> ИССЛЕДУЕМЫЙ ТЕКСТ
Непризнанные гении — страница 117 из 141

Кафку не следует объяснять, Кафку следует чувствовать: Кафка и анализ несовместимы. О Кафке и писать следует, отбросив рассудочность и доктринальность. В черновиках Франца Кафки есть фраза: «Писать — как форма молитвы». Это не случайная реплика или обмолвка — это его понимание сути творчества.

«Ключа» к Кафке нет! Его нет, потому что к нему множество ключей от «теологических» до «политических», от персональных и экзистенциальных до социальных, национальных, расовых, религиозных. Религиозный элемент не вызывает сомнений, но не вызывает сомнений и элемент общечеловеческий, жизненный, сверхжизненный — сущностно-сокровенный. Мир Кафки — в такой же мере его сознание, в какой глубинная суть жизни.

Кафка не противоречив, а соткан из самых обостренных человеческих чувств, из веры и тоски, желания убежать от мира и постичь его сокровенную сущность, бессмысленности поиска и искания надежды.

> ИСХОДНЫЕ ДАННЫЕ
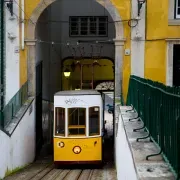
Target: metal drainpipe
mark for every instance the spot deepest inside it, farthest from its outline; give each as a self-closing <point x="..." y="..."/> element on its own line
<point x="2" y="62"/>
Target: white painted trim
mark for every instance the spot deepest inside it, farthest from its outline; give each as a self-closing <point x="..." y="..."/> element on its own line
<point x="169" y="61"/>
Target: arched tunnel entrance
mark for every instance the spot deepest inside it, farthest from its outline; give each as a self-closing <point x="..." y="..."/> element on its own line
<point x="61" y="32"/>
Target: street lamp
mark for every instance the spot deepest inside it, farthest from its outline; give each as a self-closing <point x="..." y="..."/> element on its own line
<point x="67" y="73"/>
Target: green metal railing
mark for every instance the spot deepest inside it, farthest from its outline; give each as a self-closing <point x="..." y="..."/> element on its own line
<point x="159" y="108"/>
<point x="14" y="105"/>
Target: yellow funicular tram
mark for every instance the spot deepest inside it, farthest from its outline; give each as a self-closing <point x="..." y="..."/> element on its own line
<point x="78" y="127"/>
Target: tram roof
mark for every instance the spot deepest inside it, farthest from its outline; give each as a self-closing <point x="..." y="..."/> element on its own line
<point x="77" y="92"/>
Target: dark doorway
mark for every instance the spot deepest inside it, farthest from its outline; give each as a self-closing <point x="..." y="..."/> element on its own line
<point x="176" y="65"/>
<point x="39" y="137"/>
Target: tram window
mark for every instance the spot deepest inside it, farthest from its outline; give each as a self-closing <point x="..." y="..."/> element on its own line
<point x="60" y="121"/>
<point x="76" y="121"/>
<point x="94" y="121"/>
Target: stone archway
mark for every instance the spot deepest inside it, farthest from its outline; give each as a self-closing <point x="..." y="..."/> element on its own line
<point x="31" y="42"/>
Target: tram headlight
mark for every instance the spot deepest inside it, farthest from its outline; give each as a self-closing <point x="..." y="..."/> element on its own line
<point x="76" y="149"/>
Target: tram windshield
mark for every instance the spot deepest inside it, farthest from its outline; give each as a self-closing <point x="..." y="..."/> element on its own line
<point x="76" y="121"/>
<point x="94" y="121"/>
<point x="60" y="121"/>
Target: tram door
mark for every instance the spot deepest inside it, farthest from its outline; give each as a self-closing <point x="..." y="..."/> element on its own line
<point x="103" y="98"/>
<point x="39" y="137"/>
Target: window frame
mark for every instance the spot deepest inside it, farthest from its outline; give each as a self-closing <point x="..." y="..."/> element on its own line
<point x="99" y="121"/>
<point x="177" y="16"/>
<point x="77" y="126"/>
<point x="88" y="26"/>
<point x="55" y="123"/>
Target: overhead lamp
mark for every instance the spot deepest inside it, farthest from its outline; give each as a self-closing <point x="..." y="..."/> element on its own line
<point x="140" y="3"/>
<point x="67" y="73"/>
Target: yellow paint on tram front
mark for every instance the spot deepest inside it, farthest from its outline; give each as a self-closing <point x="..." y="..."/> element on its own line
<point x="91" y="149"/>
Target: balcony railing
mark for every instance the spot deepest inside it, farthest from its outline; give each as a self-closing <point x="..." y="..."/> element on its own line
<point x="14" y="105"/>
<point x="159" y="108"/>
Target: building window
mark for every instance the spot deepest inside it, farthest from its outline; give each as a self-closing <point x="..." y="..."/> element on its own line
<point x="88" y="26"/>
<point x="177" y="9"/>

> СПИСОК ЗАДАНИЙ
(1) Какую фразу из черновиков Франца Кафки приводит текст о Кафке?
(2) Определите, соответствуют ли тексту о Кафке следующие утверждения. Для каждого ответьте «да» или «нет» и приведите решающие слова текста дословно.
(a) К Кафке существует единственный «ключ».
(b) Религиозный элемент у Кафки не вызывает сомнений.
(c) Кафка противоречив.
Эти данные с текстом никак не связаны.

> ОТВЕТЫ
(1) «Писать — как форма молитвы».

(2)
(a) Нет: «Его нет, потому что к нему множество ключей».
(b) Да: «Религиозный элемент не вызывает сомнений».
(c) Нет: «Кафка не противоречив».